**Exercise aim**. The stretch wanted below opens at the line containing "Target: weathered barnwood garage door" and closes at the line containing "Target: wooden door frame". Please return it exactly, with no other lines.

**Data entries**.
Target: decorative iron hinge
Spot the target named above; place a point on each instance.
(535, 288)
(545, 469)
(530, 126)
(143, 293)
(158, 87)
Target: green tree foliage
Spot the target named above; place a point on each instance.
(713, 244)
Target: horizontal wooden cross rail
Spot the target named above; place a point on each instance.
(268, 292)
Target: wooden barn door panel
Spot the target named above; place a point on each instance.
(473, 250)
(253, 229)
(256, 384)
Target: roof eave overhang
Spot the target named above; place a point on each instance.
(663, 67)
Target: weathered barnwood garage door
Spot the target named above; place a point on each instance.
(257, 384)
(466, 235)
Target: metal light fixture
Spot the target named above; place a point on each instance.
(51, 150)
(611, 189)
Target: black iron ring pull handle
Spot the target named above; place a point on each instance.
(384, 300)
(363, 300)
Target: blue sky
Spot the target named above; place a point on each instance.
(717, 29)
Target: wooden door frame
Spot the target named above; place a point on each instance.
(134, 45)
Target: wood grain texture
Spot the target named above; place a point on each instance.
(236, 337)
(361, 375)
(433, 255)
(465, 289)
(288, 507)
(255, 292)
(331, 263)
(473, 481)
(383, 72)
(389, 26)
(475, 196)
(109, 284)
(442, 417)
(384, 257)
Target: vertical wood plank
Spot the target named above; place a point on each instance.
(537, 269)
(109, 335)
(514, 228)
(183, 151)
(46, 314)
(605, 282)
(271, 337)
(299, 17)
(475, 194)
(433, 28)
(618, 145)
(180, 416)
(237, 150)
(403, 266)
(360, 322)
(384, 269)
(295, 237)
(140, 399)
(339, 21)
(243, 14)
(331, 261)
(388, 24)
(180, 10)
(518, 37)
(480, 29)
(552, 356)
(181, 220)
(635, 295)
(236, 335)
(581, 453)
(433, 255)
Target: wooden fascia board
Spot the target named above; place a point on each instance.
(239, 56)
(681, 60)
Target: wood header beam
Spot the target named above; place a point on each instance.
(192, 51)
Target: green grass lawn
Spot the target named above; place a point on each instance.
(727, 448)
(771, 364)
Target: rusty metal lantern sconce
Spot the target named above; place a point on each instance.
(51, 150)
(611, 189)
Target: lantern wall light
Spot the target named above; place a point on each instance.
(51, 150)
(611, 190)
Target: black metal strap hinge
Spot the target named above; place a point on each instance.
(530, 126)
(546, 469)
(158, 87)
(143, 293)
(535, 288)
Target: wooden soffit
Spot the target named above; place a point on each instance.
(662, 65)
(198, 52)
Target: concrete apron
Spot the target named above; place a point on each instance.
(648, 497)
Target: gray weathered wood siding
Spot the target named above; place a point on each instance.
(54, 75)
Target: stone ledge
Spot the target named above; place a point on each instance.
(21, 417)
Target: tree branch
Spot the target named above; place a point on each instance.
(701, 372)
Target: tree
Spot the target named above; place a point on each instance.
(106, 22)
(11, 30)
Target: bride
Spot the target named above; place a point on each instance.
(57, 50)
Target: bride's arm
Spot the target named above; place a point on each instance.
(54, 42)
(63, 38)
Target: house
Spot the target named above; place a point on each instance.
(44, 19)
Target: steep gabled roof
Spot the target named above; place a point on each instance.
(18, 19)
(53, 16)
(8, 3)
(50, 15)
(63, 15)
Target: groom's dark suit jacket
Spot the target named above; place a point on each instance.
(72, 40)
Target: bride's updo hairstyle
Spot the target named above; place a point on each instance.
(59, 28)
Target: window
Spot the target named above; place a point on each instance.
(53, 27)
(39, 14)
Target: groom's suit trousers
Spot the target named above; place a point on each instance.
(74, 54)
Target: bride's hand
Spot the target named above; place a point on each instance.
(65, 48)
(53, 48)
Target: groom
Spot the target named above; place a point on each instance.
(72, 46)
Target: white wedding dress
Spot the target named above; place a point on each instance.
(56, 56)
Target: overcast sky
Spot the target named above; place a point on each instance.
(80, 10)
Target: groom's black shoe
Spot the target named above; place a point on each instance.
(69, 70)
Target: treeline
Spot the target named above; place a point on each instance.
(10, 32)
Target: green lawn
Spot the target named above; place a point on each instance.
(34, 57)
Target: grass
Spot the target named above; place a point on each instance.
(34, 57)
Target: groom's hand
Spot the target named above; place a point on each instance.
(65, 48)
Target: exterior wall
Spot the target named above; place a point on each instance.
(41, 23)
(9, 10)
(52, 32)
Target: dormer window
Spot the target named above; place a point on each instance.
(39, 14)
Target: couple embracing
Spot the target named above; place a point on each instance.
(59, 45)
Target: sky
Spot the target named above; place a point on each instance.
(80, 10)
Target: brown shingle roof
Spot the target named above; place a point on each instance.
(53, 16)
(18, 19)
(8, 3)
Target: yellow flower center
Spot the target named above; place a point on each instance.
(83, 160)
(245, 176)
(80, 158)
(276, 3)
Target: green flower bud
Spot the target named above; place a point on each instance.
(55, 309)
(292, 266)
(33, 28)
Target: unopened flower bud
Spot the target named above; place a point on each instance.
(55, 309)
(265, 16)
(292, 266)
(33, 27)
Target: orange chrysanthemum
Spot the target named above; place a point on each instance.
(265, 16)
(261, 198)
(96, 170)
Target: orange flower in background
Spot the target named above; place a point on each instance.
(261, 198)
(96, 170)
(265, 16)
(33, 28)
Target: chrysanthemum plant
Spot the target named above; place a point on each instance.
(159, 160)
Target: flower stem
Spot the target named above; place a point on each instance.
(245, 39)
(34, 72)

**Exercise solution**.
Target: weathered barnwood garage door
Spot the target named above; place a point on each instance.
(257, 384)
(466, 235)
Target: metal light fixture
Spot the target named above; place a point on each instance.
(51, 150)
(611, 189)
Target: black iron ring pull handle
Spot the target named above; place a point on each instance.
(384, 300)
(363, 300)
Target: blue sky
Spot the target named above; place a point on each instance.
(717, 29)
Target: wooden door frame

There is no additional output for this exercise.